DIRECTION:
Below are records; reproduce exactly the lines from the one containing "Expected: for each instance of the large green" through the end, both included, and only those.
>> Start INPUT
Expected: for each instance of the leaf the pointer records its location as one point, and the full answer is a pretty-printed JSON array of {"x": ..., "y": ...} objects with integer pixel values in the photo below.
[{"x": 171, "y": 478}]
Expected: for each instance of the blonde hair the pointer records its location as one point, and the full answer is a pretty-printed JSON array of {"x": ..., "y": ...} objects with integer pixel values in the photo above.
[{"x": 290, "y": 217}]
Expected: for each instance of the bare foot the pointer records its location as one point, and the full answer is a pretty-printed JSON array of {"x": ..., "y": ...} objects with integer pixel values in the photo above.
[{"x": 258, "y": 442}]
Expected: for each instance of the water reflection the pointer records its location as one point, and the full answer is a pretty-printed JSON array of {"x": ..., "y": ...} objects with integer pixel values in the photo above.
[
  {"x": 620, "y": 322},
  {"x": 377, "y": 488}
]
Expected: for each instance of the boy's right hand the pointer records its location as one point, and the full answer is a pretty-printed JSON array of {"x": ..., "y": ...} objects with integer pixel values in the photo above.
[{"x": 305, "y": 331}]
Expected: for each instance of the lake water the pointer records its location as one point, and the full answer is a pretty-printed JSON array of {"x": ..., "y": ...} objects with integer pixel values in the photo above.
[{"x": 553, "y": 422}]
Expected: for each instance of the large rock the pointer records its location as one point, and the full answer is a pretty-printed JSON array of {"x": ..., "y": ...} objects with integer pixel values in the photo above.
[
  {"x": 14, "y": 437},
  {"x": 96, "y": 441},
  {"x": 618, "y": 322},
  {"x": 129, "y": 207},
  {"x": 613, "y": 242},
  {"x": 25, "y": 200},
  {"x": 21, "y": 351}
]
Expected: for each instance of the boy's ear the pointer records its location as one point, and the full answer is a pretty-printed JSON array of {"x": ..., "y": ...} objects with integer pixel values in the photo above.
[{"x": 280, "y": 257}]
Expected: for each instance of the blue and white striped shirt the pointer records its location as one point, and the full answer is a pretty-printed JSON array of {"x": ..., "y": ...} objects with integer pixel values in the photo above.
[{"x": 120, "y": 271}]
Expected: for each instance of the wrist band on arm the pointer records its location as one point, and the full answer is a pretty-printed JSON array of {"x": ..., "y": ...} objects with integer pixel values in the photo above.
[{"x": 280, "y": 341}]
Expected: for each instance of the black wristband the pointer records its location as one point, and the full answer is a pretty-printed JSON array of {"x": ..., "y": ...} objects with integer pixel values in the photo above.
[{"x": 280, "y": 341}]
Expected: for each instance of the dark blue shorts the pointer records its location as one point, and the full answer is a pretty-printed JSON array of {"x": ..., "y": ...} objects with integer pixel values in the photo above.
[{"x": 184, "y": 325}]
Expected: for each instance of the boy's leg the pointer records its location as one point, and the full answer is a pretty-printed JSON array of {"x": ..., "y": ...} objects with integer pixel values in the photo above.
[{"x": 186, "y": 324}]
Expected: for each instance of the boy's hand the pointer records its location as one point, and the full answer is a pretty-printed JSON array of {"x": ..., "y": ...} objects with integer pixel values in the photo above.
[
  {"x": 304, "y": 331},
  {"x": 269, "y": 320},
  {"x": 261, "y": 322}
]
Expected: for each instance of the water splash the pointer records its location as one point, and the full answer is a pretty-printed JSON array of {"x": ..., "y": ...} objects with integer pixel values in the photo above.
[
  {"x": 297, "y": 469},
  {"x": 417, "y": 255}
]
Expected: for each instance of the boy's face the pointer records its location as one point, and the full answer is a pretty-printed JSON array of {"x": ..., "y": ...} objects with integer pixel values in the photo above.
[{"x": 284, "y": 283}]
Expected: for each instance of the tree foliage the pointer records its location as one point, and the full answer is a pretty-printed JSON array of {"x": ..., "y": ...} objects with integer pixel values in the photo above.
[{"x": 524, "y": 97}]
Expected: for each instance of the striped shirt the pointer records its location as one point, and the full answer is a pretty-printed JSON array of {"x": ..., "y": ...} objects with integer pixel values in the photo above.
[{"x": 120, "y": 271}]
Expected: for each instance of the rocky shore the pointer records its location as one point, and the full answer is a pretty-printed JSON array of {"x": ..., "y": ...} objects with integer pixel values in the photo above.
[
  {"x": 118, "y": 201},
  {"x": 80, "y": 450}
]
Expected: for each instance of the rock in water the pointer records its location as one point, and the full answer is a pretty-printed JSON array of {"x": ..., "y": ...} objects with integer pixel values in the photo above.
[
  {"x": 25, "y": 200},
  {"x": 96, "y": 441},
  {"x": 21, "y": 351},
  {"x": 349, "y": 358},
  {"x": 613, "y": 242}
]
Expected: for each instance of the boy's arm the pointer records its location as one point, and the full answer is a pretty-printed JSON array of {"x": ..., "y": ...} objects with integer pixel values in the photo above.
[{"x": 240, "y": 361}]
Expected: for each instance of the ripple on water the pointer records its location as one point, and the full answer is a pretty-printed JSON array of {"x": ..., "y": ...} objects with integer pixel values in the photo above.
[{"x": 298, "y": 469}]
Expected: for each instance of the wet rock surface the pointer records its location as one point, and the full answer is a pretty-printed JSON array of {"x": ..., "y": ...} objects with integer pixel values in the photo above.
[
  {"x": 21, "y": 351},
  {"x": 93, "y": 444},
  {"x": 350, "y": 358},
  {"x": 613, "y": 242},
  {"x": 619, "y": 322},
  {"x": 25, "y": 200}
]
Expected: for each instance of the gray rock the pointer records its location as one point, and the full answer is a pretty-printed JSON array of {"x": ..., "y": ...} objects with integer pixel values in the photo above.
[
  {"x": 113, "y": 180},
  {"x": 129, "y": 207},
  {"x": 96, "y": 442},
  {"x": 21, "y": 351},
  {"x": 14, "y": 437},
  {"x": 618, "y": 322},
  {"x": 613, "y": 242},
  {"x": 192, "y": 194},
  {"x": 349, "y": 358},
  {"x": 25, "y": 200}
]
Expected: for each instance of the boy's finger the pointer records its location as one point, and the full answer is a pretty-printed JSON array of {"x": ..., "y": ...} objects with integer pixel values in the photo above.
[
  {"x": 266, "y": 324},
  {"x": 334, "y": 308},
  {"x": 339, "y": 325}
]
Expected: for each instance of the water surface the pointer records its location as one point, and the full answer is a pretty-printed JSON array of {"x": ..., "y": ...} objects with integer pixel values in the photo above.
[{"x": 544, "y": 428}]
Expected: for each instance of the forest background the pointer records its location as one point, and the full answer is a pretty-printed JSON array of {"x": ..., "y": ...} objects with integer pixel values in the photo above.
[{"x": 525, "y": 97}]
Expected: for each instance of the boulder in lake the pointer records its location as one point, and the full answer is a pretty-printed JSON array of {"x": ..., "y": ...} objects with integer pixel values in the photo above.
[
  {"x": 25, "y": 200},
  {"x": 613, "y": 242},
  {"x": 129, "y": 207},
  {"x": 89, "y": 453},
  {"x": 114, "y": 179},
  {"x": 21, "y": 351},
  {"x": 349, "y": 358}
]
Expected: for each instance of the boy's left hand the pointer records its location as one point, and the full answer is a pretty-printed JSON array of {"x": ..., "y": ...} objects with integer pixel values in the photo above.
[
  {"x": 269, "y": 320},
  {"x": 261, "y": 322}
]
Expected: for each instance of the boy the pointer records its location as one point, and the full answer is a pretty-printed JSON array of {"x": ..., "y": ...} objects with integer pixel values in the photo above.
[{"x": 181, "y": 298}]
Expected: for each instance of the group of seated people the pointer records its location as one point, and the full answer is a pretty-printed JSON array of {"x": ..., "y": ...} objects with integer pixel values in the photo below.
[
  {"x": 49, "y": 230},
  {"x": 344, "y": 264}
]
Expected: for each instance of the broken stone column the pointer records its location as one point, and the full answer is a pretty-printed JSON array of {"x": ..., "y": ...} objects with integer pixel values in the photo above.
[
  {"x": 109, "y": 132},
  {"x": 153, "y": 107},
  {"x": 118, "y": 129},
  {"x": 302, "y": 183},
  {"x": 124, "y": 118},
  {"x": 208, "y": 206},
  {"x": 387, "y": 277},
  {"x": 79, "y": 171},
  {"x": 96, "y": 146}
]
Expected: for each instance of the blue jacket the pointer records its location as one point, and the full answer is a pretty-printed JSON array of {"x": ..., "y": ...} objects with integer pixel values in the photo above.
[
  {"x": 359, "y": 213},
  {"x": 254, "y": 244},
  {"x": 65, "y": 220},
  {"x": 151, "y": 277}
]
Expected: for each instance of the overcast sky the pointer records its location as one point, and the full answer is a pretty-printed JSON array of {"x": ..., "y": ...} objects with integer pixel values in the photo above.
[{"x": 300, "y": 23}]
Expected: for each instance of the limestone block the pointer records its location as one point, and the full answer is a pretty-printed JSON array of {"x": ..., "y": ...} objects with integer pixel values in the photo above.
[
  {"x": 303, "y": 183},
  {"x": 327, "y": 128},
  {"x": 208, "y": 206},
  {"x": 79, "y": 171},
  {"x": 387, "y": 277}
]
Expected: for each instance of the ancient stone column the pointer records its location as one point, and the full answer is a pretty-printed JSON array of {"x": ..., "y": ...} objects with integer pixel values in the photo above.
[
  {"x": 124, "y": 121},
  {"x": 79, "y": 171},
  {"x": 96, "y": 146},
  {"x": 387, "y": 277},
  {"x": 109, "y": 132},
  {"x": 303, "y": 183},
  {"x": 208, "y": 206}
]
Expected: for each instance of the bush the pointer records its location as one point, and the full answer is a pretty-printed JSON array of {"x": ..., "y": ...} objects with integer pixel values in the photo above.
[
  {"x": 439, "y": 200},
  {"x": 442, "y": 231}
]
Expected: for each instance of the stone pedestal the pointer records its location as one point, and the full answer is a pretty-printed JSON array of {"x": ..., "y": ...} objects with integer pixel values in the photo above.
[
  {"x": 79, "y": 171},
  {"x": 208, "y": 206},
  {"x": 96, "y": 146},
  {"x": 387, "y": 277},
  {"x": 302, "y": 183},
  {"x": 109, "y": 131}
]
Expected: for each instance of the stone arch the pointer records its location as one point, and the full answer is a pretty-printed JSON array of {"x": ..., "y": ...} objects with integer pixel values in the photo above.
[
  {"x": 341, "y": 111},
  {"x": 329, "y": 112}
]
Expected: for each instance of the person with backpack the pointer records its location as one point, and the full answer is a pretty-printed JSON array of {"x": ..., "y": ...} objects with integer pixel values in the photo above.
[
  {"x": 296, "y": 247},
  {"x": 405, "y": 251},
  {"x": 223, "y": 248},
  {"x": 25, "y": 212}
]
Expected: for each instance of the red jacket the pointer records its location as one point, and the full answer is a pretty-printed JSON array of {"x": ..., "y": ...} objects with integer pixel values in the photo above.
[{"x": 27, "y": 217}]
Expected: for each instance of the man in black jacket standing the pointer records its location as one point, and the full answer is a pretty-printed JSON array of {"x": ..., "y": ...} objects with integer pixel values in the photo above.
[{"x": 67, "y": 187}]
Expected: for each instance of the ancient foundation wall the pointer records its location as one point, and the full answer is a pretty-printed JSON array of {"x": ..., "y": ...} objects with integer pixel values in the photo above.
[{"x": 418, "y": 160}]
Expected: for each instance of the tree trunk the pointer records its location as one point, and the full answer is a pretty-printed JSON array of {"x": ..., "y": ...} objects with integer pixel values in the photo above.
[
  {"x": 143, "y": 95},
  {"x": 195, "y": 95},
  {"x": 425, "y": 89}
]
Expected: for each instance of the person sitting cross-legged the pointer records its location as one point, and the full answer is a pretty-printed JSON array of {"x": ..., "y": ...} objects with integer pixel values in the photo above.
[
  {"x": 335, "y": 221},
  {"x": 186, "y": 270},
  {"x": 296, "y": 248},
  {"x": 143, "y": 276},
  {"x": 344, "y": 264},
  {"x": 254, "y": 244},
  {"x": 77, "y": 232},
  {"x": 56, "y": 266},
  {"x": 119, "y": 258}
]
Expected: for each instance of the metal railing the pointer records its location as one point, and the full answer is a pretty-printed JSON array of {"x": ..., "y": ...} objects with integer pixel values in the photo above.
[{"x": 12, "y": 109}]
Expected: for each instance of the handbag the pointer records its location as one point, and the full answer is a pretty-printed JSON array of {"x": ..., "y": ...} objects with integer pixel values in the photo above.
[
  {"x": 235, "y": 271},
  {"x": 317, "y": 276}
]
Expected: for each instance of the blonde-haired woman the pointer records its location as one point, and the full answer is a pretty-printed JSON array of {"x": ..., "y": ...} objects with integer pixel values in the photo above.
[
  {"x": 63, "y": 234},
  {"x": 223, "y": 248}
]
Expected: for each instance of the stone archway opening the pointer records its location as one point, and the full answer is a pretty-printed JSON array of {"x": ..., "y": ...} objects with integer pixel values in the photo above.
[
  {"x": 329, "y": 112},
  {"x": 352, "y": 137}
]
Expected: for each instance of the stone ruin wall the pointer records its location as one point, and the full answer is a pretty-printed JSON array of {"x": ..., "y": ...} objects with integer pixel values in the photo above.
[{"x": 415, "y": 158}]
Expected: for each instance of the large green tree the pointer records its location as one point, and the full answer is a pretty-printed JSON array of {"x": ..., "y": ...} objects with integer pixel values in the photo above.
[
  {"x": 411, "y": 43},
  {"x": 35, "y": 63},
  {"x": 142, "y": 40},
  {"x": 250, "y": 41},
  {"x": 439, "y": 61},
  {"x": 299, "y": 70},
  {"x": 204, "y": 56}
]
>> End INPUT
COMPLETE ANSWER:
Expected: for each instance of the large green tree the pointer records its location as one point, and the full answer is a pretty-printed JSON array of {"x": ..., "y": ...} objects with integer pixel values in the photo above.
[
  {"x": 411, "y": 43},
  {"x": 35, "y": 63},
  {"x": 142, "y": 40},
  {"x": 250, "y": 41},
  {"x": 439, "y": 61},
  {"x": 299, "y": 70},
  {"x": 204, "y": 56}
]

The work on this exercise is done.